• DOCUMENT EXCERPT:
[Start of section]
Single and combinatorial perturbations of important pluripotency maintenance genes

The integrated network consisting of 45 network nodes with logic applied can now be subjected to simulations and perturbations. These perturbations can further be subjected to experimental validations. Towards this end, we first performed the single perturbations of the core pluripotency circuit genes (POU5F1, NANOG, SOX2) and some more genes touted to be important for induction/loss of human pluripotency (L1TD1, KLF4, UTF1, FGF2, BMP4, and GSK3B) and further performed important double and triple knockdowns. The trained Boolean model was utilized for making perturbations and studying the effect of perturbations. Computationally simulations were done by forcing a gene node to be in a stable OFF (0) state. Beginning with 100 random initial conditions, step-wise perturbations were performed and stable state was achieved for each node in the network.

Each of the single/combinatorial in silico perturbations repressed the core circuit of hESC pluripotency and activated selective differentiation markers which are in congruence with the previous experimental studies5. We also performed perturbations that led to a steady state or we define them as the minimum requirement for maintenance of pluripotency in human. It was observed that not all the core pluripotency genes were repressed but selective repression took place. We have performed 10 single and 3 combinatorial knockdowns of genes involved in pluripotency. We have explained only the knockdowns of POU5F1 & NANOG in the main text, which are instrumental in maintenance of pluripotency. Also, we discuss the knockdown effects of combinatorial knockdowns which are important to understand the minimum requirement of maintenance of pluripotency. Rest of the in silico perturbations are depicted in Fig. 5.
[End of section]
• TASKS TO PERFORM:
a) In the pluripotency passage, swap "knockdowns" for "knockouts" in the part that begins at the words "The integrated network" and stops after "in the network.".
b) According to the pluripotency passage, how many single and how many combinatorial knockdowns were performed?
c) Translate this sentence from the pluripotency passage into Spanish: "It was observed that not all the core pluripotency genes were repressed but selective repression took place."

• GIVEN INFORMATION:
[Start of section]
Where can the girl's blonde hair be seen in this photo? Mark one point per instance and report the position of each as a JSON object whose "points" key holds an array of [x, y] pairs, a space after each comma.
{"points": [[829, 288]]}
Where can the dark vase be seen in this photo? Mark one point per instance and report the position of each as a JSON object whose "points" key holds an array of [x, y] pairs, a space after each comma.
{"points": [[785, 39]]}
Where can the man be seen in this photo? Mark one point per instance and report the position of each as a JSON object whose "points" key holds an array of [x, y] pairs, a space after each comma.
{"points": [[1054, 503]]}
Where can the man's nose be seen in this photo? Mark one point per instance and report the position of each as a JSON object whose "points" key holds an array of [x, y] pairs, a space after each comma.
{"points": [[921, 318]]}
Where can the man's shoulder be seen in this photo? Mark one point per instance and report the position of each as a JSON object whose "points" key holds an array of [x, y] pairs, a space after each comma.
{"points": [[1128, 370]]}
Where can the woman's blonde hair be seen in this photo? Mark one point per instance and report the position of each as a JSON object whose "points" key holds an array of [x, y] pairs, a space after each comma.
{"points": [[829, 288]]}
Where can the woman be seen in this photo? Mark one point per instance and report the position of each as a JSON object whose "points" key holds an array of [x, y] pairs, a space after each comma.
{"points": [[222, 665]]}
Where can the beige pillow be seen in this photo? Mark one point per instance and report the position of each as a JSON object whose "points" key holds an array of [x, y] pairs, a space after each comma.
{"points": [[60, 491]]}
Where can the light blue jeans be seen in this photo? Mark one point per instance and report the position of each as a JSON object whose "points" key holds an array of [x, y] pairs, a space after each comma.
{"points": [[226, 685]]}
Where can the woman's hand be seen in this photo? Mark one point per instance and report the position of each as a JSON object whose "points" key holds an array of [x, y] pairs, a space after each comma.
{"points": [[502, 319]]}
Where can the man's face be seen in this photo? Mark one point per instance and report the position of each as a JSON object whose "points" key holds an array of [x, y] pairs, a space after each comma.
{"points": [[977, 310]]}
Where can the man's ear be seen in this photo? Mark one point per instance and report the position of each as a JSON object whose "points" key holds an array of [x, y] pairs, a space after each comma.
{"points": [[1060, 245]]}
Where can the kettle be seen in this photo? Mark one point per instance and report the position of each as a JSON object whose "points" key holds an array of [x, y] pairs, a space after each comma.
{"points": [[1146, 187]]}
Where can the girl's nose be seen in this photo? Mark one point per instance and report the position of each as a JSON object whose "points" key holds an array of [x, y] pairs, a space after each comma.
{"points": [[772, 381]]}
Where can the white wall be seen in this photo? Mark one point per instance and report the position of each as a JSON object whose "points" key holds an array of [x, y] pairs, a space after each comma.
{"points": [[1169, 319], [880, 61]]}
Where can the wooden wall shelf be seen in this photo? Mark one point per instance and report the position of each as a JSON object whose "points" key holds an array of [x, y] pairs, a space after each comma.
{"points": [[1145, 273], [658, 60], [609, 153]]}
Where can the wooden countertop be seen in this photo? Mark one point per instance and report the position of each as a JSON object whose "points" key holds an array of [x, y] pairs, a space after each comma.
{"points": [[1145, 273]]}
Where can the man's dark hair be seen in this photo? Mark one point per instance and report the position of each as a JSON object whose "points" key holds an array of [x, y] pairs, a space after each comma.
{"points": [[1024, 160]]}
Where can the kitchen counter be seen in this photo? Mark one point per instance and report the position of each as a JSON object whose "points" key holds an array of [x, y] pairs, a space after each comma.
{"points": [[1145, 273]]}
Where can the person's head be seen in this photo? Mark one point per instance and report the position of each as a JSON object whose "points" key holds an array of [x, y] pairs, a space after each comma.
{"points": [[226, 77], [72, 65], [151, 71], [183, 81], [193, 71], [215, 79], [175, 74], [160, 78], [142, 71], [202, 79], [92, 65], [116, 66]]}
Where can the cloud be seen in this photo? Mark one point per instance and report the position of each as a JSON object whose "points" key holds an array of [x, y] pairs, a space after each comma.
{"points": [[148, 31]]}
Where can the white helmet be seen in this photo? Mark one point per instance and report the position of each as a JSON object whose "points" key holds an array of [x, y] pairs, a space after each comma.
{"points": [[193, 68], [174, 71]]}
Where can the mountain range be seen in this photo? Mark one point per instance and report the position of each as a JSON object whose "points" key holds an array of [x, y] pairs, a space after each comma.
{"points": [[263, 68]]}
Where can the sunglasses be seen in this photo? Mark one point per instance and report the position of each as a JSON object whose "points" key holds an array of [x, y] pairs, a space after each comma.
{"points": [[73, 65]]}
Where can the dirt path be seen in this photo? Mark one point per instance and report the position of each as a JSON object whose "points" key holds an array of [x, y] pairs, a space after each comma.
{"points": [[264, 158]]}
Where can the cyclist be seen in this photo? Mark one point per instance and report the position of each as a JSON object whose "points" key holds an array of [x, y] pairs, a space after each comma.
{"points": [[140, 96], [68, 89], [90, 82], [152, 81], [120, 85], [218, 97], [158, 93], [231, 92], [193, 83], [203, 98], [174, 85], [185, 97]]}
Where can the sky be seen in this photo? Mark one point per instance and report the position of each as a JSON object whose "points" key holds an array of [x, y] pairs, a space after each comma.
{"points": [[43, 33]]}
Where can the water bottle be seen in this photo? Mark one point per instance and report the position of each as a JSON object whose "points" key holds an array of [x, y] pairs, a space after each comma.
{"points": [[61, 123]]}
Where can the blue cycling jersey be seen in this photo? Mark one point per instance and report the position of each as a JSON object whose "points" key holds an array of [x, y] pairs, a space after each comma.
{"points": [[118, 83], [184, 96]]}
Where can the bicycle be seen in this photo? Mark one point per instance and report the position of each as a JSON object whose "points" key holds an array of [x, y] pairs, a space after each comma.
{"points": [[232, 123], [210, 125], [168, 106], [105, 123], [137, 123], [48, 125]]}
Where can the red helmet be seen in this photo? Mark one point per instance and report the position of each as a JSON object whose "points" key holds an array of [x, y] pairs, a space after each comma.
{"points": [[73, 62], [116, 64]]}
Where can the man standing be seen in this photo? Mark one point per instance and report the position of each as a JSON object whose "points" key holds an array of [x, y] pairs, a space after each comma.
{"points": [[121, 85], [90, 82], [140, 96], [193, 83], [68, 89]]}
[End of section]
• RESULTS:
a)
The integrated network consisting of 45 network nodes with logic applied can now be subjected to simulations and perturbations. These perturbations can further be subjected to experimental validations. Towards this end, we first performed the single perturbations of the core pluripotency circuit genes (POU5F1, NANOG, SOX2) and some more genes touted to be important for induction/loss of human pluripotency (L1TD1, KLF4, UTF1, FGF2, BMP4, and GSK3B) and further performed important double and triple knockouts. The trained Boolean model was utilized for making perturbations and studying the effect of perturbations. Computationally simulations were done by forcing a gene node to be in a stable OFF (0) state. Beginning with 100 random initial conditions, step-wise perturbations were performed and stable state was achieved for each node in the network.

b) 10 single and 3 combinatorial knockdowns.

c) Se observó que no todos los genes centrales de pluripotencia fueron reprimidos, sino que tuvo lugar una represión selectiva.